Consegna scritta 1.
Ritrascrivi fedelmente il passo della recensione di Olympian che comincia con "Non vi basta?" e prosegue fino a "meno di un’ora.".
Consegna scritta 2.
In base alla recensione di Olympian, perché i ragazzi londinesi non si impegnarono molto nella promozione dell'album? Rispondi in una, due o tre frasi.

Testo fornito.
I violini, il cello, la tastiera del vicino di casa di Martin: queste tre situazioni avrebbero sconvolto per sempre i primi pianti di queste tenere e fragili discese di pioggia. Pieni di dubbi, con la malsana convinzione che il mercato li avrebbe respinti, i ragazzi londinesi non cercarono di promuovere l’album più di tanto, vista l’armata britannica che era scesa in campo: troppi i dischi, le storie, le mode, la confusione da dover affrontare per avere la certezza di una anche misera attenzione.
Olympian è un trattato di economia domestica della riflessione, di emisferi in contatto, un calvario educato, con il presente che è indice di tensione e il passato che non riesce a svanire: nessuna fuga possibile, per far così divenire la penna stilografica di Martin in grado di far scendere, liofilizzate per la maggior parte dei testi, storie dove il capriccio di un desiderio non poteva che durare per pochi minuti. Si spiega così la rabbia del vecchio scriba davanti alla stupidità di chi ha sempre paragonato questa band a una di Manchester: non ci vuole poi molto per sentire che ciò che suona all’interno del disco è Londra, solo Londra, il Nord non riesce proprio a entrare. Prendete i ritmi delle chitarre acustiche ed elettriche di Mason: i Jam sono lì. Sorridono, applaudono e possono stare muti: i nipotini hanno la loro forza, la scorza e la volontà per divenire qualcuno senza somigliare a nessuno.
Non vi basta? Ascoltate Matt James: sembra pure lui scrivere le parole, giocare con Martin per far cantare le sue bacchette, anticipare l’ugola col fumo dentro di questo cantante potente, che sfiora le emozioni prendendole a ceffoni sorseggiando del buon Brandy.
Già, l’alcol: le canzoni fanno l’effetto di una ubriacatura in un giorno di nebbia, togliendo i punti di riferimento, spostando i punti cardinali a piacimento, per un insieme che dura meno di un’ora.

Voci di dati.
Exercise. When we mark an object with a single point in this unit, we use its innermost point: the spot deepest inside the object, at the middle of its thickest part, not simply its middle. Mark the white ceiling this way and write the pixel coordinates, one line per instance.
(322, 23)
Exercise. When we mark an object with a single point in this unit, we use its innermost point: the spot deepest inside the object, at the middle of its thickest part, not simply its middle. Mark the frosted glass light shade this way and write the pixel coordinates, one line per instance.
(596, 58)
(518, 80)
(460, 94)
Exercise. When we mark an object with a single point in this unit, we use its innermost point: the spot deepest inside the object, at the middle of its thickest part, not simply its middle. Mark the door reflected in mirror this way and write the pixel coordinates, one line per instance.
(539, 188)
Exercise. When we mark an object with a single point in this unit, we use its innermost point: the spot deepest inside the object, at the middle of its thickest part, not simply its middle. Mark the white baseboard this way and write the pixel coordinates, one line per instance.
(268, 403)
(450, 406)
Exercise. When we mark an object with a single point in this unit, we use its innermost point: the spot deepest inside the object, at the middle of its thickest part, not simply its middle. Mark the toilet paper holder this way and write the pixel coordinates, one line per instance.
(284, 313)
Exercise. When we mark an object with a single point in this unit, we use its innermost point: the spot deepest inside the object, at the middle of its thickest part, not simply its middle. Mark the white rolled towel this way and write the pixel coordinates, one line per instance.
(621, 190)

Risposta completa 1.
Non vi basta? Ascoltate Matt James: sembra pure lui scrivere le parole, giocare con Martin per far cantare le sue bacchette, anticipare l’ugola col fumo dentro di questo cantante potente, che sfiora le emozioni prendendole a ceffoni sorseggiando del buon Brandy.
Già, l’alcol: le canzoni fanno l’effetto di una ubriacatura in un giorno di nebbia, togliendo i punti di riferimento, spostando i punti cardinali a piacimento, per un insieme che dura meno di un’ora.

Risposta completa 2.
Erano pieni di dubbi e avevano la malsana convinzione che il mercato li avrebbe respinti. Inoltre in campo era scesa un'intera armata britannica, con troppi dischi, storie, mode e confusione da affrontare anche solo per ottenere una misera attenzione.